» **EXERCISE REQUIREMENTS**
Convert the rows below into a JSON list of strings, one string per line, leaving out blank lines.

Start of MATERIAL TO PROCESS

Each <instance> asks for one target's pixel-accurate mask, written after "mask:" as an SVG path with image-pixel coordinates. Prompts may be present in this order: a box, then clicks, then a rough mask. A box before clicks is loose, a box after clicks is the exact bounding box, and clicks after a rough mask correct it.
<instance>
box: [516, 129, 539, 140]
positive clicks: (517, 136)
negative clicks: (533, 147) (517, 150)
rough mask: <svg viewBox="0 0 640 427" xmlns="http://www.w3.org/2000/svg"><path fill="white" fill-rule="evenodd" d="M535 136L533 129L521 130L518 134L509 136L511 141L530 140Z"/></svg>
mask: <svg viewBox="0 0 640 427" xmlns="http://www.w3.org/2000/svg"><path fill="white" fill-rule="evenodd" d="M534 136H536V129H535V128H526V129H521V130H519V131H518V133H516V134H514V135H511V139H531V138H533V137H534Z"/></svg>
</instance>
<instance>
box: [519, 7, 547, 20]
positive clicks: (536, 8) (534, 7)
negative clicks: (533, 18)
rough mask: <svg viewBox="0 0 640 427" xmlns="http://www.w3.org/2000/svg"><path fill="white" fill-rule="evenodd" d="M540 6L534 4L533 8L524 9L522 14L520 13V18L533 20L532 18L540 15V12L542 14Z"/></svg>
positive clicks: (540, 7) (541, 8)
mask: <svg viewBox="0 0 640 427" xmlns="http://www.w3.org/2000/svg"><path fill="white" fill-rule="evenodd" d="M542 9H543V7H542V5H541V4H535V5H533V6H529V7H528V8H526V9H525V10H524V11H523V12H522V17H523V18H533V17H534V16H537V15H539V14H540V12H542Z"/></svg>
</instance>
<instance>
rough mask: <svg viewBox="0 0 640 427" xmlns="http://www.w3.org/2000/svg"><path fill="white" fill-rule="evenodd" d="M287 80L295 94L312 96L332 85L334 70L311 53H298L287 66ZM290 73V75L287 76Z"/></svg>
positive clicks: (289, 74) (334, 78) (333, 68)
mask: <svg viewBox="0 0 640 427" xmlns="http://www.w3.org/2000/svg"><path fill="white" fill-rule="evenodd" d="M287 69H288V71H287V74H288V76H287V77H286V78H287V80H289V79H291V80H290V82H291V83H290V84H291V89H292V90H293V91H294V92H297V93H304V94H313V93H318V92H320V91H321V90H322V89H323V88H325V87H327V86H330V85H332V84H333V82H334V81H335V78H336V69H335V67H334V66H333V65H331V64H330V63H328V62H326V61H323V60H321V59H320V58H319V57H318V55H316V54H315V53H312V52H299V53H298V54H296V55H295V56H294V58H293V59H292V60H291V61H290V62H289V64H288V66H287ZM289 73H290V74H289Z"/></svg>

End of MATERIAL TO PROCESS

» **RESPONSE TO THIS TASK**
[
  "Each <instance> asks for one target's pixel-accurate mask, written after \"mask:\" as an SVG path with image-pixel coordinates. Prompts may be present in this order: a box, then clicks, then a rough mask. A box before clicks is loose, a box after clicks is the exact bounding box, and clicks after a rough mask correct it.",
  "<instance>",
  "box: [516, 129, 539, 140]",
  "positive clicks: (517, 136)",
  "negative clicks: (533, 147) (517, 150)",
  "rough mask: <svg viewBox=\"0 0 640 427\" xmlns=\"http://www.w3.org/2000/svg\"><path fill=\"white\" fill-rule=\"evenodd\" d=\"M535 136L533 129L521 130L518 134L509 136L511 141L530 140Z\"/></svg>",
  "mask: <svg viewBox=\"0 0 640 427\" xmlns=\"http://www.w3.org/2000/svg\"><path fill=\"white\" fill-rule=\"evenodd\" d=\"M534 136H536V129H535V128H526V129H521V130H519V131H518V133H516V134H514V135H511V139H531V138H533V137H534Z\"/></svg>",
  "</instance>",
  "<instance>",
  "box: [519, 7, 547, 20]",
  "positive clicks: (536, 8) (534, 7)",
  "negative clicks: (533, 18)",
  "rough mask: <svg viewBox=\"0 0 640 427\" xmlns=\"http://www.w3.org/2000/svg\"><path fill=\"white\" fill-rule=\"evenodd\" d=\"M540 6L534 4L533 8L524 9L522 14L520 13V18L533 20L532 18L540 15V12L542 14Z\"/></svg>",
  "positive clicks: (540, 7) (541, 8)",
  "mask: <svg viewBox=\"0 0 640 427\" xmlns=\"http://www.w3.org/2000/svg\"><path fill=\"white\" fill-rule=\"evenodd\" d=\"M542 9H543V7H542V5H541V4H535V5H533V6H529V7H528V8H526V9H525V10H524V11H523V12H522V17H523V18H533V17H534V16H537V15H539V14H540V12H542Z\"/></svg>",
  "</instance>",
  "<instance>",
  "rough mask: <svg viewBox=\"0 0 640 427\" xmlns=\"http://www.w3.org/2000/svg\"><path fill=\"white\" fill-rule=\"evenodd\" d=\"M287 80L295 94L312 96L332 85L334 70L311 53H298L287 66ZM290 73V75L287 76Z\"/></svg>",
  "positive clicks: (289, 74) (334, 78) (333, 68)",
  "mask: <svg viewBox=\"0 0 640 427\" xmlns=\"http://www.w3.org/2000/svg\"><path fill=\"white\" fill-rule=\"evenodd\" d=\"M287 69H288V71H287V74H288V76H287V77H286V78H287V80H289V79H291V80H290V82H291V83H290V84H291V89H292V90H293V91H294V92H297V93H304V94H313V93H318V92H320V91H321V90H322V89H323V88H325V87H327V86H330V85H332V84H333V82H334V81H335V78H336V69H335V67H334V66H333V65H331V64H330V63H328V62H326V61H323V60H321V59H320V58H319V57H318V55H316V54H315V53H312V52H299V53H298V54H296V55H295V56H294V58H293V59H292V60H291V61H290V62H289V64H288V66H287ZM289 73H290V74H289Z\"/></svg>"
]